作業指示 1:
本文抜粋の内容を2文でまとめること。
作業指示 2:
本文抜粋によると、ミレーのシャツに採用された糸には複数の素材がミックスされている。その素材をすべて挙げること。

本文抜粋:
· · ·

昭和の登山者の定番コーデといえば、ツイードのニッカーボッカーズにチェックの山シャツ。平成に入ってニッカーボッカーズがストレッチ素材のスラックスに替わっても、山シャツはスタンダードであり続けた。そして現在、登山ウェアのバリエーションは飛躍的に増えたが、まだまだ山シャツファンは多い。かつてはウール一択だった素材も多様化し、シーズンや登山シーンに合わせて最適な一着を選べる時代になっている。そんな山シャツの最新モデルを、人気登山ブランドの担当者に紹介してもらった。

※掲載商品はメンズまたはユニセックスモデルです。ウィメンズモデルは各ブランドのウェブサイトでご確認ください。

 

日本の技術で生み出された新素材

ミレー ワシ+ チェック クイックドライ シャツ ロングスリーブ
ミレー ワシ+ チェック クイックドライ シャツ ロングスリーブ


[ここに注目!]
マニラ麻から生まれた和紙素材を採用した長袖シャツです。コットン以上の優れた耐久性、高い速乾性、通気性を兼ね備えた和紙繊維に、ポリエステルの耐久・速乾性とストレッチ糸の高いフィット感をミックスした糸を採用しました。それを日本で200年以上の歴史を誇る先染織物「播州織」の生地に仕上げました。さらに和紙糸繊維の中の微細な空洞によって天然の吸放湿性・消臭効果も実現。ナチュラルなクレープ感はサラリとした肌離れのよさと風通しの良さとともに、清涼感のある外観が楽しめます。丈夫で長持ち、生分解性素材である原材料を使用することで環境への負荷も考慮しています。

· · ·

抽出データ:
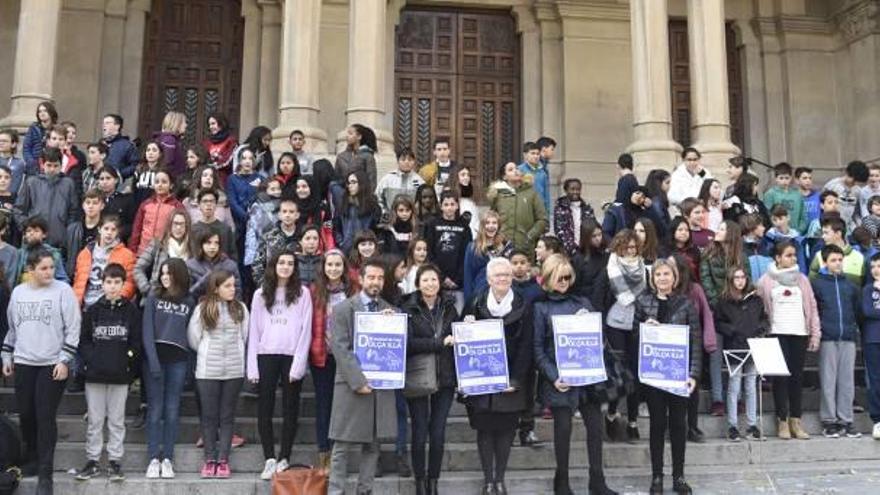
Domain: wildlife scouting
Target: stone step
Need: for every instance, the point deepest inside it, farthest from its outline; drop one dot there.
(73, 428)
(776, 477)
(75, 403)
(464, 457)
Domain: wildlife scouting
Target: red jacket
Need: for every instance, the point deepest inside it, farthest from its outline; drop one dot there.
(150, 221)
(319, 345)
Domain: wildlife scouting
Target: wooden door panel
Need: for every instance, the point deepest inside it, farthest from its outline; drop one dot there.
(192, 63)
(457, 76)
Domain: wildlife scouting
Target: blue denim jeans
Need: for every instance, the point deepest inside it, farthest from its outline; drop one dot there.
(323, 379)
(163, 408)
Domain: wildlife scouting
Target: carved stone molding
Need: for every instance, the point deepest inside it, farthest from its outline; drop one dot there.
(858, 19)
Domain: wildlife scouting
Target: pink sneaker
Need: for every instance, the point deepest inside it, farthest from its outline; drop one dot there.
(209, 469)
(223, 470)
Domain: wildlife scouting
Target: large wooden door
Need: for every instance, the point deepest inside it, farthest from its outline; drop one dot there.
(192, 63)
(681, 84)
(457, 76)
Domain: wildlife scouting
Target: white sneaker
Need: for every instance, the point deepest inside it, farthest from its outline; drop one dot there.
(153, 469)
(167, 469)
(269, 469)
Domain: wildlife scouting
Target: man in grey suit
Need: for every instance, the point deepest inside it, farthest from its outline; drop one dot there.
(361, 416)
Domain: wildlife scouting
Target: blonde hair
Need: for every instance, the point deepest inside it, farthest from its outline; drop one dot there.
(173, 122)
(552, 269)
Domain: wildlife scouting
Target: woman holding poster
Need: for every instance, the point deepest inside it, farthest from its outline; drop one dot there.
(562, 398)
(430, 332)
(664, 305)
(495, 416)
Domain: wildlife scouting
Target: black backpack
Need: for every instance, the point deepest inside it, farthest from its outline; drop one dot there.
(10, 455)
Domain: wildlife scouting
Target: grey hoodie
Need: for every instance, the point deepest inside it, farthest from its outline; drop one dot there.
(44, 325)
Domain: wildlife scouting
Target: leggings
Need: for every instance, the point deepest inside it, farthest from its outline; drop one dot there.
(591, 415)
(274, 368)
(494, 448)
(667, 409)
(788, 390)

· · ·

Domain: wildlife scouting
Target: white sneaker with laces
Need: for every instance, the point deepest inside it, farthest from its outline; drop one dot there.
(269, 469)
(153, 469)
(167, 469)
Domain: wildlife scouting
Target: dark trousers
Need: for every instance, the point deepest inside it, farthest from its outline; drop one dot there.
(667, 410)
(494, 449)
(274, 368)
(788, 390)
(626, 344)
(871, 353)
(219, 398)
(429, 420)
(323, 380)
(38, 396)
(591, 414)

· · ·

正解 1:
昭和の登山者の定番だった山シャツは、登山ウェアの種類が大きく増えた現在もファンが多く、素材の多様化によってシーズンや登山シーンに合った一着を選べるようになっている。その最新モデルとして、マニラ麻から生まれた和紙素材を使い、播州織の生地に仕上げたミレーの長袖シャツが、耐久性、速乾性、通気性、吸放湿性、消臭効果を備えたものとして紹介されている。

正解 2:
和紙繊維、ポリエステル、ストレッチ糸